While the COVID-19 pandemic raged on across the U.S., opioid addiction and overdose deaths steadily climbed to peak levels, too. 

Throughout 2020 and 2021, drug overdose deaths reached more than 100,000, according to the Centers for Disease Control and Prevention.

Legislators on both sides of the political spectrum have long called for stronger policies that aim to stem those rates while the Biden administration has increasingly embraced harm reduction approaches like expanding naloxone availability.

Now, a piece of legislation included in the end-of-year spending package is taking one step toward that goal by aiming to increase access to buprenorphine, a medication that’s used to treat opioid use disorder and prevent overdoses.

The bill, called the Mainstreaming Addiction Treatment (MAT) Act, removes a barrier known as the ‘X waiver.’ This requirement is that healthcare providers apply for a waiver through the Drug Enforcement Administration in order to prescribe buprenorphine. The X waiver has long been considered a major obstacle in getting more people access to a treatment which many clinicians consider life-saving.

▶ [ENTRIES SHOWN]
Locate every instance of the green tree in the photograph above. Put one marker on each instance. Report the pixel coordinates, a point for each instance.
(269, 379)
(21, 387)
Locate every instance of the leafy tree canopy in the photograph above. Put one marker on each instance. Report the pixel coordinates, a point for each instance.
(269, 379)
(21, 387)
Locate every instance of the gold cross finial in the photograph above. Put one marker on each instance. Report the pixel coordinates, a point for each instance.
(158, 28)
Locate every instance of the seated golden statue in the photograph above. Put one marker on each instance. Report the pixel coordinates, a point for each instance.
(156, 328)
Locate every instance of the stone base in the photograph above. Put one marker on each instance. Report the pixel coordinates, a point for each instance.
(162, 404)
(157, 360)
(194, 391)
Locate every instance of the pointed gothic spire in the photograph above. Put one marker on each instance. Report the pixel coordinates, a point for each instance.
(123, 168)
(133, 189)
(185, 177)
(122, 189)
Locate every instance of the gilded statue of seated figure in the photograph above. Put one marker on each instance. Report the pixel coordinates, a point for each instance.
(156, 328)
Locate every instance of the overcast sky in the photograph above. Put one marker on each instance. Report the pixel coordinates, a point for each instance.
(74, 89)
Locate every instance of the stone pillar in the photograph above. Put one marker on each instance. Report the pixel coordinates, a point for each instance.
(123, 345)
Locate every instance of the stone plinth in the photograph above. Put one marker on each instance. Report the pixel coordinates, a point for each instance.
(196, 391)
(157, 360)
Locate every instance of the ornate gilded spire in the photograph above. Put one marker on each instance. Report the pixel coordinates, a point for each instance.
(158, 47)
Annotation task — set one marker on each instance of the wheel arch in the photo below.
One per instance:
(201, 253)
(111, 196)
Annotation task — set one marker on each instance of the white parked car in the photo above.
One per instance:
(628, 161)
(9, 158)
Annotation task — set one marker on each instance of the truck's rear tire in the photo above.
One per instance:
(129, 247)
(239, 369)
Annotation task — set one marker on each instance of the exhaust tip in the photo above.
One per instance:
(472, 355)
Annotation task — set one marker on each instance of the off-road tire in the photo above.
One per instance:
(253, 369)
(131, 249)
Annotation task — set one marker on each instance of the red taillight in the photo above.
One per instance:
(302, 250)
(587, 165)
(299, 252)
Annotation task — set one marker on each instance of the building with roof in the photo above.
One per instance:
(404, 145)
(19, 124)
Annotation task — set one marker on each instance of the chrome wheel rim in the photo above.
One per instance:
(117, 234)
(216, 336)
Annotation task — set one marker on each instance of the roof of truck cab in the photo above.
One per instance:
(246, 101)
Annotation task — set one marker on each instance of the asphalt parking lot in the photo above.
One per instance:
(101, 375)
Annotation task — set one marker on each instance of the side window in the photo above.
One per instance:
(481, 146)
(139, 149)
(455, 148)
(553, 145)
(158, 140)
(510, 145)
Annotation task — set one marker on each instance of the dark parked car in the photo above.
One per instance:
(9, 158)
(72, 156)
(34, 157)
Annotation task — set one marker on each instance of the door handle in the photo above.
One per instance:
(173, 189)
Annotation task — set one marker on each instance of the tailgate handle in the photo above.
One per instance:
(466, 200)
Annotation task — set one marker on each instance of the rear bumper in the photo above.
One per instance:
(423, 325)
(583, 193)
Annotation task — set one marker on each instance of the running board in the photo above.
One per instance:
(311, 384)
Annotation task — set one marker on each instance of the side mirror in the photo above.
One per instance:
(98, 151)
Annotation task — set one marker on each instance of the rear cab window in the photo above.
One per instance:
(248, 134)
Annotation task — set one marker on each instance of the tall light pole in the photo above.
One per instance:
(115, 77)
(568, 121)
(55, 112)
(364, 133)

▶ [WORK INSTRUCTIONS] Please pick up the article on opioid overdoses and the MAT Act, which appears above the rows, and keep writing it from the point where it ends.

▶ [OUTPUT FOR THIS EXERCISE]
Now, doctors and even nurse practitioners will be able to prescribe the drug more easily. The bill also allows community health practitioners to dispense the drug for detoxification or maintenance treatment without having to register with the DEA if it’s prescribed via telehealth.

Dr. Rahul Gupta, director of the White House’s Office of National Drug Control Policy, applauded the passage, noting in a statement that it’s a “major step forward in our ongoing work to ensure universal access to medication for substance use disorder care by 2025.”

Many clinicians on the ground, likewise, consider the bill a long time coming. O. Trent Hall, an assistant professor of psychiatry and behavioral health at the Ohio State University Wexner Medical Center, treats patients with addiction in the hospital and outpatient clinic daily.

“It’s important to me that access to buprenorphine is increased because we know that buprenorphine is one of only two medications known to reduce risk of death from accidental overdose and risk of serious medical complications from opioid use disorder,” Hall explained, referring to methadone as the second. “Buprenorphine, for many people, is the most accessible medication with the best chance of saving their life.”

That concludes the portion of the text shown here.